* [抜粋文]
改めて型を起こしたりなんて事をしてはいけない。
普通に、その辺で売っているものを買い集めて製品化する。
そうだ。それでこそ一流のガレージメーカーなのだ。
長々書いたがDS AudioのDS-E1+合研ラボのGK07EDの組み合わせから来る音は
絶品である。
そのことをGTO邸の音は証明している。
10月24日
定番定点観測用?ソフト達。
デジタル対アナログ、という訳ではない。
特に低音楽器のリアリティが聴きどころ。
ファースト、セカンドは大変苦労してレコーディングされたのが
伝わってくる。
これは聴きもの。
絶対聴いた方が良い。
出来たら光で?
定番が続くがどれも聴きごたえが増している。
子音歪の迷盤?
いや、あるいは名盤。
新旧を聴き比べるのも一興。
冒頭の32Hzだけが聴きどころではない。
全編が聴きどころとも言える一枚。
歌謡曲でしょ?なんて侮ってはいけない。
10月25日
あの頃は良かった?
もう四半世紀経つのかのか…
思ったほどの超低音は…?
かつてエンヤも参加していたバンド。

* [記録データ]
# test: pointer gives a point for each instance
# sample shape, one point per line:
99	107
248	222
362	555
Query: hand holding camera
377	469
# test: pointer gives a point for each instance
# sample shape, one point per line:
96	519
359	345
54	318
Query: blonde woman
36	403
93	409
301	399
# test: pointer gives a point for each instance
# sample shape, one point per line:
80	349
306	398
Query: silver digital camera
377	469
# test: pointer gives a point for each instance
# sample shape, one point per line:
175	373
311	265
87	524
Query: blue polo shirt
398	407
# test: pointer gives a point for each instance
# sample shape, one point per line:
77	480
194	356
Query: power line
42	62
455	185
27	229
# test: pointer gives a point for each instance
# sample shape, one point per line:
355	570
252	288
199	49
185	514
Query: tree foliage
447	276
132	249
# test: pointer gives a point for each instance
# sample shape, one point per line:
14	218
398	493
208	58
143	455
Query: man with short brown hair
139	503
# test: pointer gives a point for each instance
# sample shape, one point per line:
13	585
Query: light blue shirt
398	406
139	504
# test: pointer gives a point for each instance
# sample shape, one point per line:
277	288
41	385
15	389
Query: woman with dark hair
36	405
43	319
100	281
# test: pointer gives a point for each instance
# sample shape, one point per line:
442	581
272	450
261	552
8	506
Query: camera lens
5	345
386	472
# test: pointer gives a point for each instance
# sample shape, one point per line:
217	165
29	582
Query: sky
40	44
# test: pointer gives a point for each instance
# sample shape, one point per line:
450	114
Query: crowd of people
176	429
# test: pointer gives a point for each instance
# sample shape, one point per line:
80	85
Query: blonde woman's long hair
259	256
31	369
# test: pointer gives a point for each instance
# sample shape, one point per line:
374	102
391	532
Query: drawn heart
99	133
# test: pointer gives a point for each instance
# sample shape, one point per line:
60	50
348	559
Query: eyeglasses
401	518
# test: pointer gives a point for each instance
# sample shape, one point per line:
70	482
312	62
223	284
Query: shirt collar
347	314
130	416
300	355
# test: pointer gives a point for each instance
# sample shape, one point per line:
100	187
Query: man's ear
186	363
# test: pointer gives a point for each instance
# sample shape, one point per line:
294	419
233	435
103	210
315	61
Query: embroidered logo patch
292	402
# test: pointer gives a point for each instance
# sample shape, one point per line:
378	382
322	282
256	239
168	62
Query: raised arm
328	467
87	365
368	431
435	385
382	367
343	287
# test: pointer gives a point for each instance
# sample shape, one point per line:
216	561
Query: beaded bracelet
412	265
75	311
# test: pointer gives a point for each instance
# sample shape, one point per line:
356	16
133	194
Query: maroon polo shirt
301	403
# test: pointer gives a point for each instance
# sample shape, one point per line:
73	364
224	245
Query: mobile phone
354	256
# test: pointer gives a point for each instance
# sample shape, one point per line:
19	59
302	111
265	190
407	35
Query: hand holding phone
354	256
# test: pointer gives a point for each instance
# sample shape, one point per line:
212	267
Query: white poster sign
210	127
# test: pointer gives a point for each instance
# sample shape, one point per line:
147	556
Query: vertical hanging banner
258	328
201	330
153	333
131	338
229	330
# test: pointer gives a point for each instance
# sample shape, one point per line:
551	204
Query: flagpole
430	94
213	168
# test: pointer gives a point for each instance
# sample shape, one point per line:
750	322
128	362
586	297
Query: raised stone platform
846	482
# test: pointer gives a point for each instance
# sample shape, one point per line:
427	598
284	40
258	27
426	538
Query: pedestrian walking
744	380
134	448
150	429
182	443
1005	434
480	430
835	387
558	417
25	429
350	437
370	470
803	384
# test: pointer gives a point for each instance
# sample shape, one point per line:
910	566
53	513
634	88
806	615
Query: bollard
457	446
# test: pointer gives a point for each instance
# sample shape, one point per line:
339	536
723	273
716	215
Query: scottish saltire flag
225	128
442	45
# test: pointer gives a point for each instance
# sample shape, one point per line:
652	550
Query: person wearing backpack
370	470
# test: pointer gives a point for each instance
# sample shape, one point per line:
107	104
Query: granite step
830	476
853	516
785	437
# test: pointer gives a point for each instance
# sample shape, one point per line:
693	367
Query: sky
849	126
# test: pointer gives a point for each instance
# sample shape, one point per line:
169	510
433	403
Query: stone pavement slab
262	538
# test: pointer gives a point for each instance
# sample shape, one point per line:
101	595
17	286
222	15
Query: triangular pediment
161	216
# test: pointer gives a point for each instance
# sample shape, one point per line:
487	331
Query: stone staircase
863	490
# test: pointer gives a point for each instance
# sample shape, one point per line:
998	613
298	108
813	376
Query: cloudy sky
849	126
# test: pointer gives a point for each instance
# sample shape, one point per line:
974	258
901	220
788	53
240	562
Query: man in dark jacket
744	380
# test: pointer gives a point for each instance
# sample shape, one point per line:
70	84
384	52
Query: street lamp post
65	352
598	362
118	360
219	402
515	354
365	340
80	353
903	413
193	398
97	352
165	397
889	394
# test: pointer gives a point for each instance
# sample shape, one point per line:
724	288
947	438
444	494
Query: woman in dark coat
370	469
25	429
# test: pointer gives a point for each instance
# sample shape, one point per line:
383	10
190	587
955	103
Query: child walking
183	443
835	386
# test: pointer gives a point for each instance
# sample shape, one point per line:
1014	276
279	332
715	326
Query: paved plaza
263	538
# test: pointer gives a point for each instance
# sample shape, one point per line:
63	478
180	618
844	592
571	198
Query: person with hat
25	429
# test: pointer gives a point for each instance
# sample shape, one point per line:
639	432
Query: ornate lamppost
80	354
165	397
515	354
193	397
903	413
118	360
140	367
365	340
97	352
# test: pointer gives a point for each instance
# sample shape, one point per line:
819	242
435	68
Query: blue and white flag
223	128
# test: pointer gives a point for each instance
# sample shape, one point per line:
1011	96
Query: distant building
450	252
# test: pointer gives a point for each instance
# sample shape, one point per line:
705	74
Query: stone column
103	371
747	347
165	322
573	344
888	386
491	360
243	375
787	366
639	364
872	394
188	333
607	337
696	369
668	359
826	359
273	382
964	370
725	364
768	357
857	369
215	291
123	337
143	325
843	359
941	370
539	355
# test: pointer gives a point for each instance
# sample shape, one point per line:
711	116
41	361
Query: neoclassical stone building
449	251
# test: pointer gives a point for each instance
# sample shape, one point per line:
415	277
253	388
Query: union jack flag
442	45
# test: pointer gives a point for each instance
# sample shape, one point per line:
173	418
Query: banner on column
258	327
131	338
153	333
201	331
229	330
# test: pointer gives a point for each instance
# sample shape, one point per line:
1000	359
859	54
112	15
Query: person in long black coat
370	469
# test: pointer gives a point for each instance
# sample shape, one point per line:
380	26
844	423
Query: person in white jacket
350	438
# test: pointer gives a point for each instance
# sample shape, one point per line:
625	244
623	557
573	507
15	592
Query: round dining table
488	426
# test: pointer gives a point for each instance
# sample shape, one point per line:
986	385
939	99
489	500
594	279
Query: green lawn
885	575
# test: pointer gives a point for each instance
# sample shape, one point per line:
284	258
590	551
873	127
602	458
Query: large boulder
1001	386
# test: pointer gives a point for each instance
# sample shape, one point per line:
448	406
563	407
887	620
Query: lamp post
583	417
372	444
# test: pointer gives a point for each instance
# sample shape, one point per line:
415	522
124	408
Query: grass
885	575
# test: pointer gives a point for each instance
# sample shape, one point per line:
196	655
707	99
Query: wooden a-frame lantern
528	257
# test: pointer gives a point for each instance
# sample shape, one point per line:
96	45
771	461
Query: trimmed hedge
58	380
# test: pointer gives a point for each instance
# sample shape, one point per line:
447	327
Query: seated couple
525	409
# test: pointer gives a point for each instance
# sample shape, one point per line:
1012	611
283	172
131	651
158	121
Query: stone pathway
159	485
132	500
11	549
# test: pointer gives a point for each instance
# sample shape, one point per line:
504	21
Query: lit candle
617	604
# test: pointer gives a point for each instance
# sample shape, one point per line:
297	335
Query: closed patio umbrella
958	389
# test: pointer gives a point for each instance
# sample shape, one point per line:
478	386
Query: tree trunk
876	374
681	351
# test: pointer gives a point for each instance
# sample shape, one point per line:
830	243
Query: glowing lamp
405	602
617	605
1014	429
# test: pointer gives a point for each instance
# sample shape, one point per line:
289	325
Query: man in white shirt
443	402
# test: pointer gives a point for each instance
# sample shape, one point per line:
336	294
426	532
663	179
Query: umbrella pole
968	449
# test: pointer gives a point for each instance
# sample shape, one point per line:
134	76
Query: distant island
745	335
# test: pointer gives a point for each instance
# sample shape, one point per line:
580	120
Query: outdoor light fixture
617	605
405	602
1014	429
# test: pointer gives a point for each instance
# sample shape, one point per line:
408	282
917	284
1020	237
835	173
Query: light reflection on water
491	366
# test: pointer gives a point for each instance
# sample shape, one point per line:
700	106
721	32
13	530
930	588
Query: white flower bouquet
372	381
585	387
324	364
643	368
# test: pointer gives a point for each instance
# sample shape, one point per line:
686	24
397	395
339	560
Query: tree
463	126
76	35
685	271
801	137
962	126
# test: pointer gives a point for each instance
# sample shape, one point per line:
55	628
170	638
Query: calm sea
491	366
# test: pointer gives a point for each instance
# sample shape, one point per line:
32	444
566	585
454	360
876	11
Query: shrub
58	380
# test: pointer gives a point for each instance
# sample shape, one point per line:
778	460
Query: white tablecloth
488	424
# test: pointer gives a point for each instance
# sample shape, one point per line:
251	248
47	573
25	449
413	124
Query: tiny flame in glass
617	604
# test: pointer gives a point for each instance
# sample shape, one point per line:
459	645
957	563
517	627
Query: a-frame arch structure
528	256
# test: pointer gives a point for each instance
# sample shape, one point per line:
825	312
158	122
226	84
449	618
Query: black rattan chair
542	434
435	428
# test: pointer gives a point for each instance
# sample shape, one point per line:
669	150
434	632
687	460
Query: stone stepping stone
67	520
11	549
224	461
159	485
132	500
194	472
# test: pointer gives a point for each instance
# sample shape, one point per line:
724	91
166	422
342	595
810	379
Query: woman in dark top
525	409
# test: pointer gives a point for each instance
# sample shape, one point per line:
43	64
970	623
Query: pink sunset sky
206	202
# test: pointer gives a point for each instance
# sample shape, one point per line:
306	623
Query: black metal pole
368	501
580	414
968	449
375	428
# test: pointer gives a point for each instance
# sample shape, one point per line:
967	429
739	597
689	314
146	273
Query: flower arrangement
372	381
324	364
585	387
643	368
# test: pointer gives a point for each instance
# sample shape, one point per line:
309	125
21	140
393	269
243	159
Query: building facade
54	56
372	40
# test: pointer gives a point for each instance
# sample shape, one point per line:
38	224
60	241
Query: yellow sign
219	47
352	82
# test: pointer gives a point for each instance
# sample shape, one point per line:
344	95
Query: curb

* [課題の指示]
(A) オーディオについての抜粋文によると、GTO邸の音は何を証明していますか。
(B) オーディオについての抜粋文を、最後の文に続けて書き進めてください。

* [解答]
(A) DS AudioのDS-E1と合研ラボのGK07EDの組み合わせから来る音が絶品であることです。

(B)
これは僕のリクエストでかけて貰った。
良いバンドだよね、と今更ながら。
「上野発の夜行列車降りた時から。青森駅は駅の中〜?」
最初に間違えて覚えたもんだから一向に本当の歌詞がわからない。
本家と頭の中で聴き比べ。
こればかりはバンバンのバージョンに勝るものは無いという結論?
恥ずかしながら初めてこれのB面を聴いた。
これもB面を聴く。
申し遅れたがこの日はpippinさんもご一緒。
三人の物差し的一枚。
いや、実に見事な再現性。
光カートリッジ恐るべし。
昔から良いのだろうが今になって猶更良い。
この一曲だけで一生食べられた?(印税)
松田さんに締めて頂きました。
…ということでソフトの嵐も素晴らしい。
中には定番的な物も含まれていて、これまでも幾度か拝聴しているのだが
どれもこれも新鮮な輝きを放っているのは光の力。
もちろん、それを輝かせるだけの素地があってこその光なのであって
単に光カートリッジとイコライザーだけの力ではないのである。
いよいよ大団円を迎えるのだが、ここで…
10月26日
ここでSPUについて触れておきたい。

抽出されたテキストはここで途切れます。